Could you turn the stretch of the listing below, from the line containing "of the shadow" through the end of the listing, into a Markdown table with the columns Row and Line, numbering each line and skipping blank ones? Leave the pictures out of the table.

§ **LISTING**
★ ★ ★
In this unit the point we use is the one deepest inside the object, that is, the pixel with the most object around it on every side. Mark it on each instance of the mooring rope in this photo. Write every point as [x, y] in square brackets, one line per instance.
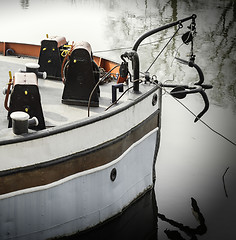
[207, 125]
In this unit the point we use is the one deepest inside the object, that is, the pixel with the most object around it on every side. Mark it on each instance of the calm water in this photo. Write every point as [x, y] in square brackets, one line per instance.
[192, 159]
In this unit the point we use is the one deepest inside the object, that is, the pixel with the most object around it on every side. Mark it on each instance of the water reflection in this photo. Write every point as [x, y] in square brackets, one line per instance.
[191, 232]
[139, 221]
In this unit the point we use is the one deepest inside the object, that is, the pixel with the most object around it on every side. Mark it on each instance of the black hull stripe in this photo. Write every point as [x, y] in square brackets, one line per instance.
[68, 127]
[45, 173]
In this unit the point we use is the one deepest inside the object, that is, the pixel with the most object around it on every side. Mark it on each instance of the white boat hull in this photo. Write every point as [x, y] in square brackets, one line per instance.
[48, 200]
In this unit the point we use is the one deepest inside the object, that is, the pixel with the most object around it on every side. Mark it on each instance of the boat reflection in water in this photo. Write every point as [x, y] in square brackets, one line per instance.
[138, 221]
[189, 231]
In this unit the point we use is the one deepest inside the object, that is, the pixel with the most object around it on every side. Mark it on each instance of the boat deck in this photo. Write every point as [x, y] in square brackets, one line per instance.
[55, 113]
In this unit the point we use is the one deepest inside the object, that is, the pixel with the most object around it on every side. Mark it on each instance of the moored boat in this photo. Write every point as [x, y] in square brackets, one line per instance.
[76, 152]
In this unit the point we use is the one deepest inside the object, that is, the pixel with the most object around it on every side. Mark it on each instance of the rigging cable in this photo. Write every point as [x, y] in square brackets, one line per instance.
[213, 130]
[180, 26]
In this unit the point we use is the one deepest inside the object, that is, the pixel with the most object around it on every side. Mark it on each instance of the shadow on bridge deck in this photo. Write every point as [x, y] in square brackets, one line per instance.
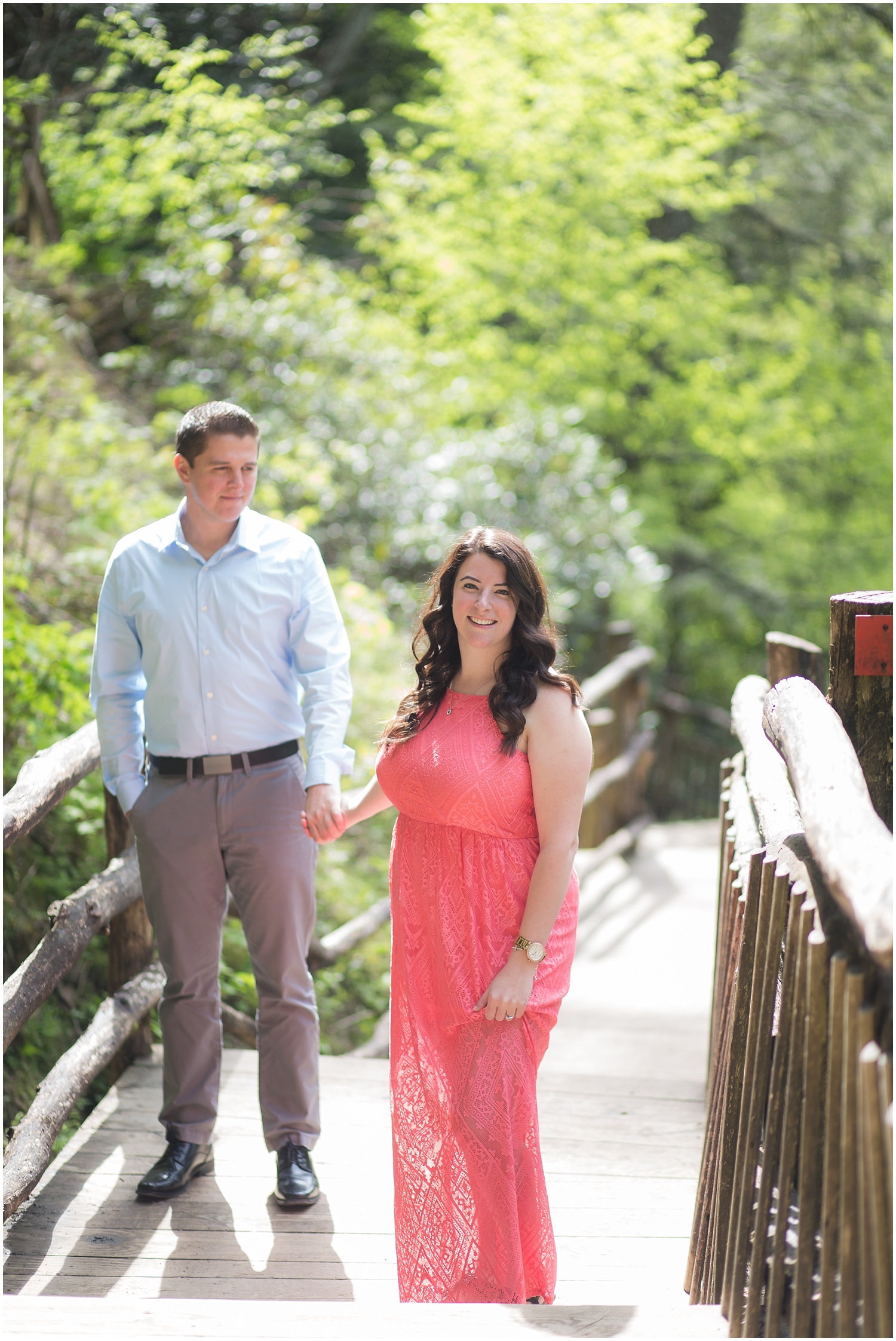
[621, 1112]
★ ★ ★
§ **CORRECT RESULT**
| Row | Line |
|---|---|
| 1 | In this unit the point we use is the one deepest inside the object, that is, the pixel with the most object around it on every side. Mark it on each instance of the shadow on bridge deck in this photo. Write every point as [x, y] in square brackets, one line per instance. |
| 2 | [621, 1112] |